According to Robert Ferré of Labyrinth Enterprises, a labyrinth is a pattern with a single path that leads circuitously to the center. A maze has multiple paths, intersections, choices, and dead ends.

The labyrinth was one of the earliest projects of the New Harmony Memorial Commission, created by the state of Indiana in 1937 to help preserve and protect New Harmony’s history.

The original Harmonist Labyrinth was made of flowers, trees, and shrubs. There was a wooden grotto at its center. The New Harmony Memorial Commission built a small stone grotto at the center of the maze, based on designs from other Harmonist sites. Historic New Harmony renovated the grotto in 2001.

“Nothing was left of the original labyrinth in 1939,” said Connie Weinzapfel, director of Historic New Harmony. “The New Harmony Memorial Commission had the research and they knew what the Harmonie Society had done, but they made a conscious decision to make a design they perceived to be more interesting.”

A maze offers choices in the pathway intended to perplex the visitor, while a labyrinth holds one meditative path to its center. But the many blockades created by the current design have worked to destroy some of the Amur River privet hedges that were planted in 1939, as visitors crossed through the hedges rather than using the pathways.

The Harmonists built a labyrinth at each of their three communities, including those at Harmony and Economy, Pennsylvania. To recreate the original Harmonist design required removing the hedges currently blocking the pathways, realigning the pathways, reconfiguring some hedges at the entryway, and planting new hedges. Nellis Landscaping completed the work with assistance from Historic New Harmony staff.

### Direction A
Answer these questions from the text on the New Harmony labyrinth.
(i) In what year did the state of Indiana create the New Harmony Memorial Commission?
(ii) What stood at the center of the original Harmonist Labyrinth?
(iii) Who completed the work to recreate the original Harmonist design?

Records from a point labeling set

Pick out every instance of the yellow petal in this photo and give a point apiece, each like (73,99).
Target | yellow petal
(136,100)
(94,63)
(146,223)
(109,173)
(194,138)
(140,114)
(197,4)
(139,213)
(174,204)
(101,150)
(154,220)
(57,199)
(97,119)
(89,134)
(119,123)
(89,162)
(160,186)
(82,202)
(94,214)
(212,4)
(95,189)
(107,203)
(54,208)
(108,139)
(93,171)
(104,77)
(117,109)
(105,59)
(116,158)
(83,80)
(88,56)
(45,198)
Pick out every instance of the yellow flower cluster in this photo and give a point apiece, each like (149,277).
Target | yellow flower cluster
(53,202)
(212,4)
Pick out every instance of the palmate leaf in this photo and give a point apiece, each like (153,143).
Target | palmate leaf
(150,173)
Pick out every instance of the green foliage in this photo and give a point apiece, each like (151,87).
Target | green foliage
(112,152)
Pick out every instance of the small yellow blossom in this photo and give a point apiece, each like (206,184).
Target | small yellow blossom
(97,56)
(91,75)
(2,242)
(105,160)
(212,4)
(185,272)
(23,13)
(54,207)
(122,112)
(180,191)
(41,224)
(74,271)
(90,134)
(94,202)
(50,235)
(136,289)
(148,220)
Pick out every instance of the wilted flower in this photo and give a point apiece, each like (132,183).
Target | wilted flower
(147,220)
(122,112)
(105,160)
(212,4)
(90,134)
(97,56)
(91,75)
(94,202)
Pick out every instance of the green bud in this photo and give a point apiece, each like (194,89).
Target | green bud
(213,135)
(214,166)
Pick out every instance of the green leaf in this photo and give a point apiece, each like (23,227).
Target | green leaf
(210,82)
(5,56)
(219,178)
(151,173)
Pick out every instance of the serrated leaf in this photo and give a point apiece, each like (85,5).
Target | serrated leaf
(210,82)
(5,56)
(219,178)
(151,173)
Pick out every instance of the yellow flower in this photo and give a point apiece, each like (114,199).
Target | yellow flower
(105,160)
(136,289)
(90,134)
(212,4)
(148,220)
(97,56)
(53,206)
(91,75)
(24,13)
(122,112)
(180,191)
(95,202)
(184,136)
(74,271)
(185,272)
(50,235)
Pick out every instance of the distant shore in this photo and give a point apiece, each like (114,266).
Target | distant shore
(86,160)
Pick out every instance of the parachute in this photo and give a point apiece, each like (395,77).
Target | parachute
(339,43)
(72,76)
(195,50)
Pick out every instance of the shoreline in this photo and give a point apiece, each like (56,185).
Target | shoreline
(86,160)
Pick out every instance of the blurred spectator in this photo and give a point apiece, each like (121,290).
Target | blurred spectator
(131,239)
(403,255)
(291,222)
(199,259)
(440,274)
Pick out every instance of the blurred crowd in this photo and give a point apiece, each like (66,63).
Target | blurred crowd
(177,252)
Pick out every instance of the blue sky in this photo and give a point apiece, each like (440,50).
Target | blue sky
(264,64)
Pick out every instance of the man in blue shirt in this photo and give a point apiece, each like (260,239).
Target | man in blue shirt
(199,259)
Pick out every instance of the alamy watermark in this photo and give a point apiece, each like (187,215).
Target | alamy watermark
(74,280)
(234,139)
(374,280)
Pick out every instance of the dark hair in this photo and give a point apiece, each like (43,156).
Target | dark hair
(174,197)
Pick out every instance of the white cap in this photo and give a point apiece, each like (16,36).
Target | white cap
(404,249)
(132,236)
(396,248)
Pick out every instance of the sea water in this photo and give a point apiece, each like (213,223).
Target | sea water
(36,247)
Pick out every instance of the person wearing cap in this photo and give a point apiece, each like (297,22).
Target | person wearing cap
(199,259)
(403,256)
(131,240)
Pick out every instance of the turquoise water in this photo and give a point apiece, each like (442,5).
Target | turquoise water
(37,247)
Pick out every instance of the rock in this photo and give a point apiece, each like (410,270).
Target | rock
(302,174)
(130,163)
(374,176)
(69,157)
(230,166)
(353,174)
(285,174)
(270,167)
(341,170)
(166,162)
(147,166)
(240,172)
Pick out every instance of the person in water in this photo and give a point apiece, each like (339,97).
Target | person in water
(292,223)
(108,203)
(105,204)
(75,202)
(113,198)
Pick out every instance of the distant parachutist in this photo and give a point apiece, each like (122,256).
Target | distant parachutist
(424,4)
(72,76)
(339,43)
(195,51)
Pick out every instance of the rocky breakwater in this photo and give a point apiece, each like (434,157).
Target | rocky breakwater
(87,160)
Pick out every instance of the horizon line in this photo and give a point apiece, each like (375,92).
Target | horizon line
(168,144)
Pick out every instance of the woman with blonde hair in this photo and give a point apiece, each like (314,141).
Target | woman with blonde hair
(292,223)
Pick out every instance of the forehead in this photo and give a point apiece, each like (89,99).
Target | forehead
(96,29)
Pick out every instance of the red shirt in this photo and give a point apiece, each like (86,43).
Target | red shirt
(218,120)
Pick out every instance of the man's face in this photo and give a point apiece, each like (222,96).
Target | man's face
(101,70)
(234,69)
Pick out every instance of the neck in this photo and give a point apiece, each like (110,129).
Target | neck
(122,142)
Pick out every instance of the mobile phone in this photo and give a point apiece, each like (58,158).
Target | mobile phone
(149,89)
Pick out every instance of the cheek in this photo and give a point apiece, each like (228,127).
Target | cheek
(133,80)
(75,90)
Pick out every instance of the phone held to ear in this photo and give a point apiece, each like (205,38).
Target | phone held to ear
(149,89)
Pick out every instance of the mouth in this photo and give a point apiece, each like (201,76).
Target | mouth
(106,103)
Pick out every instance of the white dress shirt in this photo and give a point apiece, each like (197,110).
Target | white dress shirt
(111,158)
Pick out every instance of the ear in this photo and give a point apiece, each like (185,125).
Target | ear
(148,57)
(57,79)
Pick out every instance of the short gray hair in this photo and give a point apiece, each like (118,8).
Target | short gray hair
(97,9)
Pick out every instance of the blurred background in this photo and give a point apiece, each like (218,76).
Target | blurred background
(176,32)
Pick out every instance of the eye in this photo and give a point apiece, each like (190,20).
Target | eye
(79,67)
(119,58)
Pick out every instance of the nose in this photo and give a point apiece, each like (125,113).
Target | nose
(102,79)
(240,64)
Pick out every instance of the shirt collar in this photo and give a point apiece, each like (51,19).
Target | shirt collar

### Direction B
Switch "nose" to "mouth" in the records, from the line containing "Pick out every instance of the nose" through the end of the records, keeping everything else the same. Give only those lines.

### Output A
(i) 1937
(ii) A wooden grotto
(iii) Nellis Landscaping, with assistance from Historic New Harmony staff

### Output B
Pick out every instance of the mouth in this photo and give a point apiece, each like (125,113).
Target | mouth
(102,79)
(240,64)
Pick out every instance of the shirt collar in this photo and give a point apiece, each like (51,19).
Target | shirt collar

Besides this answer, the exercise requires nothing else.